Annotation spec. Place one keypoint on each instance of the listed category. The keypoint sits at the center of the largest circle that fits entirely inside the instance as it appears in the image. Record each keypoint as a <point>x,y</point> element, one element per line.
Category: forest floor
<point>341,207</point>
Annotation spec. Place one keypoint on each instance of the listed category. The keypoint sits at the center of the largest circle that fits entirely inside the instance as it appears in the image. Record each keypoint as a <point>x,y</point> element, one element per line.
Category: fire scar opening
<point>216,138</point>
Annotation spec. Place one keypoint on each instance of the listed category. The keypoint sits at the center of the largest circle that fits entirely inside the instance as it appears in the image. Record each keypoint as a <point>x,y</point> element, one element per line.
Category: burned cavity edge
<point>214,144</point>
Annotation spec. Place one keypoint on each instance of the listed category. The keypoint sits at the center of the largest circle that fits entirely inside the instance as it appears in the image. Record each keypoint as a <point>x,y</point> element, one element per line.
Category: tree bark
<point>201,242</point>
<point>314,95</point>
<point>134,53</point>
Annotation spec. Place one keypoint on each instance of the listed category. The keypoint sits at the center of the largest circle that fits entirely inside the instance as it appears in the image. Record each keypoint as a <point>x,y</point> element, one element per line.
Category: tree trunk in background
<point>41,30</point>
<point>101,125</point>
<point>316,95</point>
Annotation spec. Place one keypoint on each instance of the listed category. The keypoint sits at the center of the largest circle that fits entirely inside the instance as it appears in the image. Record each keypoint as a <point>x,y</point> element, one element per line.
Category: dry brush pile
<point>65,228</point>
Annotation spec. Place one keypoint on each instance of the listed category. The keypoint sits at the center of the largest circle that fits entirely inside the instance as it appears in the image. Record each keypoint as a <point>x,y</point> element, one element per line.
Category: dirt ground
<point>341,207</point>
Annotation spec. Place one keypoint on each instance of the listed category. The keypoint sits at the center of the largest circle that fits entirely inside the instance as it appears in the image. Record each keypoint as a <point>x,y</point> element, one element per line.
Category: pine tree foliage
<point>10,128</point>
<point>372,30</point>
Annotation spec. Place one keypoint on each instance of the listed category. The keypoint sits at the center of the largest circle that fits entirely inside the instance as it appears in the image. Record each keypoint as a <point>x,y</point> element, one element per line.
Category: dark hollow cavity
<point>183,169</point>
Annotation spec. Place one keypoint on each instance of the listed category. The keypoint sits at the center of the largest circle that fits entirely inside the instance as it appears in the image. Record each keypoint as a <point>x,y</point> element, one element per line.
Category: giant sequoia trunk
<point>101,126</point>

**What the exercise asks**. Reproduce the stretch of data above verbatim, from its first line through the line containing "<point>214,144</point>", with both ends included.

**Complete output**.
Annotation spec. Place one keypoint on each instance of the listed category. The keypoint sits at the center of the largest circle that fits entirely inside the instance as it appears in the image. Record each keypoint as a <point>x,y</point> element, one element per line.
Category: forest floor
<point>341,207</point>
Annotation spec. Place one keypoint on each instance of the listed category. The keypoint sits at the center of the largest circle that fits entirely inside the instance as it appears in the image. Record each keypoint as a <point>x,y</point> element, one element per line.
Category: fire scar opening
<point>216,138</point>
Annotation spec. Place one keypoint on each instance of the listed category. The keypoint sits at the center of the largest circle that fits entirely inside the instance as it appears in the image. Record each keypoint as a <point>x,y</point> element, one element per line.
Category: burned cavity edge
<point>214,144</point>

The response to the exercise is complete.